For instance, there is some minute present chance that far more tritium atoms will exist in the future than have existed hitherto, and each one of them will decay in only a few minutes. If this unlikely future came to pass, presumably it would complete a chancemaking pattern on which the half-life of tritium would be very much less than the actual 12.26 years. Certainly that’s so under simple frequentism, and most likely it’s so under the best-system analysis as well. Could it come to pass, given the present chances? Well, yes and no. It could, in the sense that there’s non-zero present chance of it. It couldn’t, in the sense that its coming to pass contradicts the truth about present chances. If it came to pass, the truth about present chances would be different. Although there is a certain chance that this future will come about, there is no chance that it will come about while still having the same present chance it actually has. It’s not that if this future came about, the truth about the present would change retrospectively. Rather, it would never have been what it actually is, and would always have been something different.

This undermining is certainly very peculiar. But I think that, so far, it is no worse than peculiar. I would not join Bigelow, Collins, and Pargetter (1993, pp. 443-62) when they intuit a “basic chance principle” to exclude it outright. For I think the only basic principle we have about chance, the principle that tells us all we know, is the Principal Principle. And at first sight the Principal Principle says nothing against undermining. It concerns, rather, the connection between chance and credence.

But look again, and it seems that the Principal Principle does rule out undermining. It was this discovery that led me to despair of a Humean analysis of chance. (See Lewis 1986, pp. xiv-xvii, 111-3, 130).

....

(Required tasks)
**1.** Reproduce the part of the passage on chance that begins at the words "This undermining is" and stops after "xiv-xvii, 111-3, 130).".
**2.** Answer these questions from the passage on chance.
(a) What actual half-life of tritium is given?
(b) Which authors intuit a "basic chance principle" to exclude undermining outright?
(c) What discovery led the author to despair of a Humean analysis of chance?

(Record excerpts)

....

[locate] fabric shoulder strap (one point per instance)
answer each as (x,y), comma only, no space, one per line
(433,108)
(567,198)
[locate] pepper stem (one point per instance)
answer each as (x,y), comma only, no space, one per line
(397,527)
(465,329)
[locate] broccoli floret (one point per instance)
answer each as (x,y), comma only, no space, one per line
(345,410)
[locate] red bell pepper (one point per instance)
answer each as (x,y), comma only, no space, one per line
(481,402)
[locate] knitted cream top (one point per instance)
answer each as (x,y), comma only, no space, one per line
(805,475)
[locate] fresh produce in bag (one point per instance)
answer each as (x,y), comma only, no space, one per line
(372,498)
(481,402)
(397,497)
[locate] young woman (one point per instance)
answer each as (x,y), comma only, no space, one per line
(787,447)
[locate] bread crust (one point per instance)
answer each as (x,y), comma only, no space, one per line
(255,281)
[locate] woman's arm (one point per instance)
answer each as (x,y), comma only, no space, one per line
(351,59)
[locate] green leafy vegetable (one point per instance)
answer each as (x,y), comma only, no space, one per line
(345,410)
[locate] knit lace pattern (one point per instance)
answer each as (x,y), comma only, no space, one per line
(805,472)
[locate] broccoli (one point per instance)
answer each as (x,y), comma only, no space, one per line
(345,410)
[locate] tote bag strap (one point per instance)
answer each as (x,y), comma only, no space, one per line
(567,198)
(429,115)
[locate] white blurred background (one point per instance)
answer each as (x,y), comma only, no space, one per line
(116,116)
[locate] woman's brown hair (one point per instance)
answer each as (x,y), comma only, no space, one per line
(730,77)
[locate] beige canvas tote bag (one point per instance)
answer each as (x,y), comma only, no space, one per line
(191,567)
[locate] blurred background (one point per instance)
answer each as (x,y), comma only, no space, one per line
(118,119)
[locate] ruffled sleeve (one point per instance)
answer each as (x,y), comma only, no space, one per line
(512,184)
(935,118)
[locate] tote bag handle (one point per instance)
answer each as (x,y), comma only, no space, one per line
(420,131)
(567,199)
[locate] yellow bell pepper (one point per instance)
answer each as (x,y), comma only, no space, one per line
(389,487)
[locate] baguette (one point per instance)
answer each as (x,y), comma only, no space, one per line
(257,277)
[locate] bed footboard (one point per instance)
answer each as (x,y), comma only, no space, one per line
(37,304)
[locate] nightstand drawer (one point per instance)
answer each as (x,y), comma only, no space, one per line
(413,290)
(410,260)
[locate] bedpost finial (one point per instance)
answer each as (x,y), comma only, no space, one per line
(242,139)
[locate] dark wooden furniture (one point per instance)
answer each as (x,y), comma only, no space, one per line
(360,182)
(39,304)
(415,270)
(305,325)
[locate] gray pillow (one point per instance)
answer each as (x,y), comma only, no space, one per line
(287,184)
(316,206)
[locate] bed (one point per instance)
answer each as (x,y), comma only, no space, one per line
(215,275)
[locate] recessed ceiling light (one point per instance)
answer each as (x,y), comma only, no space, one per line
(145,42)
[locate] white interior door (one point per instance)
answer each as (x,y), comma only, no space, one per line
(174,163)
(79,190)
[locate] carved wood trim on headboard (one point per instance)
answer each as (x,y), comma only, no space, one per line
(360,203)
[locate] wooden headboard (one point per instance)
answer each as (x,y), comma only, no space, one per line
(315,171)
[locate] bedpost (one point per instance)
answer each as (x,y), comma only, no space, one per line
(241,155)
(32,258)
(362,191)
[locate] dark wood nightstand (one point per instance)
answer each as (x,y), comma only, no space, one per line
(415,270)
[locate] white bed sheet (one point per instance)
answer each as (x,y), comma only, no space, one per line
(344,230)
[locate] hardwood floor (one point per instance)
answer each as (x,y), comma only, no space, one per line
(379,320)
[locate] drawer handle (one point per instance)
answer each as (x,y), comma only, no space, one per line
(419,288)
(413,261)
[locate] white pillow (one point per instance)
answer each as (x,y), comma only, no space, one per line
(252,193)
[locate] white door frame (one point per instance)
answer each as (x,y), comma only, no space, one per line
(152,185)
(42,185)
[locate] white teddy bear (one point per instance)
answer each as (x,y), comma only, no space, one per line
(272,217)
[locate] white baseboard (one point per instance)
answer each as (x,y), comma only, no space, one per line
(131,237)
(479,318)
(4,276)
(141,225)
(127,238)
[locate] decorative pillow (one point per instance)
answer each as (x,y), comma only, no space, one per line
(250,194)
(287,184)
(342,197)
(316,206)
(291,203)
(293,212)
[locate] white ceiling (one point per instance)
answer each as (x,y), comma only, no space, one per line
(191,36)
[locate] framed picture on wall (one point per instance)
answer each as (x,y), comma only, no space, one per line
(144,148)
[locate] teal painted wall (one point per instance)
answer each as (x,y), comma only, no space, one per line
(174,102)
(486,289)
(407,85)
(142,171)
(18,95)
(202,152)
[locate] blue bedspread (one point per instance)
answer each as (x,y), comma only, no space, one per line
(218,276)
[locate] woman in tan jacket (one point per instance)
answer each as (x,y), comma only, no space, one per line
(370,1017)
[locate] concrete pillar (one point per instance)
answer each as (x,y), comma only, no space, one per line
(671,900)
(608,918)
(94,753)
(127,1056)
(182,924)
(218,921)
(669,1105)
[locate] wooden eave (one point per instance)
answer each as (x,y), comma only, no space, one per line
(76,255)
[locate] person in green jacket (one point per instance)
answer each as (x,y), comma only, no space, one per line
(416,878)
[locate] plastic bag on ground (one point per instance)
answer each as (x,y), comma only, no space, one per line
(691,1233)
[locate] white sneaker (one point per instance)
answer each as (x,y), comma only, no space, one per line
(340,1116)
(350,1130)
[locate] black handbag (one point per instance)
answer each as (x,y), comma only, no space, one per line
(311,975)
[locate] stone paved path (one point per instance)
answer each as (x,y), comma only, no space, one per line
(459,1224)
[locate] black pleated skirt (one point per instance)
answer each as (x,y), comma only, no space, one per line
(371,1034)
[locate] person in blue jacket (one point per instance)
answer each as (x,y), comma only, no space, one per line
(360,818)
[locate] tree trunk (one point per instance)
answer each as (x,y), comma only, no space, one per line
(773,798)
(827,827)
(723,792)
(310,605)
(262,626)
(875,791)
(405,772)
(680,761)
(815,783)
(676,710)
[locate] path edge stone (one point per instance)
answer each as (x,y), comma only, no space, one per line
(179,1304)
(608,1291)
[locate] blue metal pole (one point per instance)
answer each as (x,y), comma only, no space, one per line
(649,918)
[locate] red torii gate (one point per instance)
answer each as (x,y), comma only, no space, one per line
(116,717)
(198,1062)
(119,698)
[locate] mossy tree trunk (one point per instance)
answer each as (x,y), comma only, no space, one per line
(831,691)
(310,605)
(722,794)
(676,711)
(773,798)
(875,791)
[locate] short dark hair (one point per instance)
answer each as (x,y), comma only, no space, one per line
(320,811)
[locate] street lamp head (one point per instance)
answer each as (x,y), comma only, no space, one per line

....

(Answers to the problems)
**1.**
This undermining is certainly very peculiar. But I think that, so far, it is no worse than peculiar. I would not join Bigelow, Collins, and Pargetter (1993, pp. 443-62) when they intuit a “basic chance principle” to exclude it outright. For I think the only basic principle we have about chance, the principle that tells us all we know, is the Principal Principle. And at first sight the Principal Principle says nothing against undermining. It concerns, rather, the connection between chance and credence.

But look again, and it seems that the Principal Principle does rule out undermining. It was this discovery that led me to despair of a Humean analysis of chance. (See Lewis 1986, pp. xiv-xvii, 111-3, 130).

**2.**
(a) 12.26 years.
(b) Bigelow, Collins, and Pargetter (1993).
(c) The discovery that the Principal Principle seems to rule out undermining.